Set exercise
Locate each line in the data containing the string "facade", and copy those lines. Matching is case-sensitive.

Material to process
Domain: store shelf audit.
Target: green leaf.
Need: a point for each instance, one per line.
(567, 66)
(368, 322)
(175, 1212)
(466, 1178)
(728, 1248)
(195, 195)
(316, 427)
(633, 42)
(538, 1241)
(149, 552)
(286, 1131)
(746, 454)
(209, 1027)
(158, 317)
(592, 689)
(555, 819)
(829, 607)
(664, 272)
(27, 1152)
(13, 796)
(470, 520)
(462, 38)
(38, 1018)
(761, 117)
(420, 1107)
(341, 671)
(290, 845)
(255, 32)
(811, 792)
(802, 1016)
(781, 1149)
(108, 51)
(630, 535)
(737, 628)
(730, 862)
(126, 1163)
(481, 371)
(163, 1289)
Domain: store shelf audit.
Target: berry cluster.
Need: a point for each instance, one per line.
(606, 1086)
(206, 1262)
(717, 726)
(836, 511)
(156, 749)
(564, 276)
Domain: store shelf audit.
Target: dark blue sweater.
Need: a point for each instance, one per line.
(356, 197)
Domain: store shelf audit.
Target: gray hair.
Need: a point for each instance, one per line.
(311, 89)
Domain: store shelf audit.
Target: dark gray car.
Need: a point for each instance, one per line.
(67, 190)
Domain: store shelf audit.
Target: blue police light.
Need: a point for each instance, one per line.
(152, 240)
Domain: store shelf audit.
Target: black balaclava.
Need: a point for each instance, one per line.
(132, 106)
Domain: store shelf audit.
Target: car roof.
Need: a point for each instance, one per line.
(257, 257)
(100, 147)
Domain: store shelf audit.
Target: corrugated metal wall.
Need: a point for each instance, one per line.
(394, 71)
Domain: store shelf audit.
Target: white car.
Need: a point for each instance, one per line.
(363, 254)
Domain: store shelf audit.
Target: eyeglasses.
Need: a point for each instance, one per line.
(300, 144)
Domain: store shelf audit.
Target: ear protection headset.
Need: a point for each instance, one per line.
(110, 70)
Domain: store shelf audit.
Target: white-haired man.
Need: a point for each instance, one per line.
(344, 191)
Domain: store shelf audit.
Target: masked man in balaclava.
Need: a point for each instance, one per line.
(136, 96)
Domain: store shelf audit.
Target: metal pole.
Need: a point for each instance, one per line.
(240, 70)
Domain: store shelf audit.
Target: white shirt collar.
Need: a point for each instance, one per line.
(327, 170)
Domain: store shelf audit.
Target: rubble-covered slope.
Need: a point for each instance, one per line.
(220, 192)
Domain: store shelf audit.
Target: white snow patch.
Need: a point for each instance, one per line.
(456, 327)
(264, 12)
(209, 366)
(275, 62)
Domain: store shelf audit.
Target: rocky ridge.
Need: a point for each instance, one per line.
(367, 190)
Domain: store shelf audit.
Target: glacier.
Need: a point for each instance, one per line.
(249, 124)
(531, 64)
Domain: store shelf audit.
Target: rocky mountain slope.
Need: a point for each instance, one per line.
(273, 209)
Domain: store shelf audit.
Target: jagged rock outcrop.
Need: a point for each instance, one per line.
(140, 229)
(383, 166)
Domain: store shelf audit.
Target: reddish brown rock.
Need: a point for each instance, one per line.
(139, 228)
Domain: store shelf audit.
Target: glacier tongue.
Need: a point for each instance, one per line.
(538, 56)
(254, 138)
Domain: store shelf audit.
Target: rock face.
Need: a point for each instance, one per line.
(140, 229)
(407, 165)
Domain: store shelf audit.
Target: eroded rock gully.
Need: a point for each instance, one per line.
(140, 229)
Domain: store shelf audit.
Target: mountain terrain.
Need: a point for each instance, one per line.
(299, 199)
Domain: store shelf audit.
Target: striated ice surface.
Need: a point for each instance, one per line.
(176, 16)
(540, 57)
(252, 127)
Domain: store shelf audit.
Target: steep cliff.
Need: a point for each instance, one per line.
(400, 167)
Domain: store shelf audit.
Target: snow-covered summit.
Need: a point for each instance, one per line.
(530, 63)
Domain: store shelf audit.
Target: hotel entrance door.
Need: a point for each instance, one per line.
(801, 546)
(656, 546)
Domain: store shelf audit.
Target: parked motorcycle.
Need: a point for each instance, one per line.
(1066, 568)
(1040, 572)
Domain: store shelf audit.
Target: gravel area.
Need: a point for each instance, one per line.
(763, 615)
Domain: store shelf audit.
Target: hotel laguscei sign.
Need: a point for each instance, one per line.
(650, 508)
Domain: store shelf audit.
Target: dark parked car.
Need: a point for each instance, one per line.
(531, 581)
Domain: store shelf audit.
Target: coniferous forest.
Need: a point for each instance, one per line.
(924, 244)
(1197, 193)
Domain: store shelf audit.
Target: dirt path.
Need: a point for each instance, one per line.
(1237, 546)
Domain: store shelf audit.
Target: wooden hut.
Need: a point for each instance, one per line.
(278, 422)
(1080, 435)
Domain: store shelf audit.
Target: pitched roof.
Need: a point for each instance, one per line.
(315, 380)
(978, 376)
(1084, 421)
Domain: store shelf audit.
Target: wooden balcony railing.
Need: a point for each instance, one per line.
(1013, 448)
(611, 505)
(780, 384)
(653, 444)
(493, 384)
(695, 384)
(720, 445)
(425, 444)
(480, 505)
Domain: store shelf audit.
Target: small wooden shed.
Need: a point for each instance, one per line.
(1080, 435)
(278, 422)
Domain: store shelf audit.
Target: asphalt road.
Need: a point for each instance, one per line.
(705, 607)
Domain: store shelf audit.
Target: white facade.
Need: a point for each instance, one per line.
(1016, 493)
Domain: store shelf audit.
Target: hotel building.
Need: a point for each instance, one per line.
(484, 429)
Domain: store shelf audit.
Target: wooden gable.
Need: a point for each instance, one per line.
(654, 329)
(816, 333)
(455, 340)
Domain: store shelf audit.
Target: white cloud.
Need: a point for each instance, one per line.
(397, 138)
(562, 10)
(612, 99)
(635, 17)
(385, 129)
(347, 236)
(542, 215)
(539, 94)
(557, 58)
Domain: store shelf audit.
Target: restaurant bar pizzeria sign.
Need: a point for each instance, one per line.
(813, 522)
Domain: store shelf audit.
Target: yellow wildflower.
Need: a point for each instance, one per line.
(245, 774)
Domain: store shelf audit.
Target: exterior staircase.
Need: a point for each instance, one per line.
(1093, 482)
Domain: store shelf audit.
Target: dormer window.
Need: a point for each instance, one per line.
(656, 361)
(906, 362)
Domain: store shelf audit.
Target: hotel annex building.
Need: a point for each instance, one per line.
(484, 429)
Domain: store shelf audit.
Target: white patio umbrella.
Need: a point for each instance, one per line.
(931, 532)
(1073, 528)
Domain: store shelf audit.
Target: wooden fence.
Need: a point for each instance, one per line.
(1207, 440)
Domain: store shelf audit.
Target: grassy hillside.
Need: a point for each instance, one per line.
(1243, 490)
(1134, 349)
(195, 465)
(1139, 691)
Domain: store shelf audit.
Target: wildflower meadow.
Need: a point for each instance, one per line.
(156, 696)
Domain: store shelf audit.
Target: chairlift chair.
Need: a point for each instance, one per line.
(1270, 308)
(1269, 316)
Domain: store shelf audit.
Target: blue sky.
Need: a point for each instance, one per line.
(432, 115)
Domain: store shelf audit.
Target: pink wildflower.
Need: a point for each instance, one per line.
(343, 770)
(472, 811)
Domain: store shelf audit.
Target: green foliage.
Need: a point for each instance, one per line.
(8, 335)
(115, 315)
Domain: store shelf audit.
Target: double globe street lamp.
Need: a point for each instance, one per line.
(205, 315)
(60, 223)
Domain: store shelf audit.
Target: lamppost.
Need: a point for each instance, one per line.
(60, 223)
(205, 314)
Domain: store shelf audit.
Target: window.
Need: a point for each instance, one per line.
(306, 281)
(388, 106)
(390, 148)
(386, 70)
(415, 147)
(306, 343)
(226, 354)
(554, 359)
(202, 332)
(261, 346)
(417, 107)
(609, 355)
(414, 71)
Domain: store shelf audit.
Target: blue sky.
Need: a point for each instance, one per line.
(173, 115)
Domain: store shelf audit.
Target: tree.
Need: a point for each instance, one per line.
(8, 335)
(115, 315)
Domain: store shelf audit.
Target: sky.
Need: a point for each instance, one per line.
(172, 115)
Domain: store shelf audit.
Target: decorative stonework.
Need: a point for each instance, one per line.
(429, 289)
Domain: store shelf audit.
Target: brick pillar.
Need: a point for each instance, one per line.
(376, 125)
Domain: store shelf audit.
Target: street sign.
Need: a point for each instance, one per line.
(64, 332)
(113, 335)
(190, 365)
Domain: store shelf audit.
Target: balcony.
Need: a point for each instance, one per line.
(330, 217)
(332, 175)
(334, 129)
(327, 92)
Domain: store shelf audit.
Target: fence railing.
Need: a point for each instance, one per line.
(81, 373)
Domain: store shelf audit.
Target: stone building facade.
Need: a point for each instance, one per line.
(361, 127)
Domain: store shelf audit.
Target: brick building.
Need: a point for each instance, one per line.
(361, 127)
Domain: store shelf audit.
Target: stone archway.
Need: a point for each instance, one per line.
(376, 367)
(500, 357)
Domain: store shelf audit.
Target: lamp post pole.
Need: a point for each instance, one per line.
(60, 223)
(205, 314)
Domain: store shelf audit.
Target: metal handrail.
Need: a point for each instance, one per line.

Reply
Target: white facade.
Target: stone building facade.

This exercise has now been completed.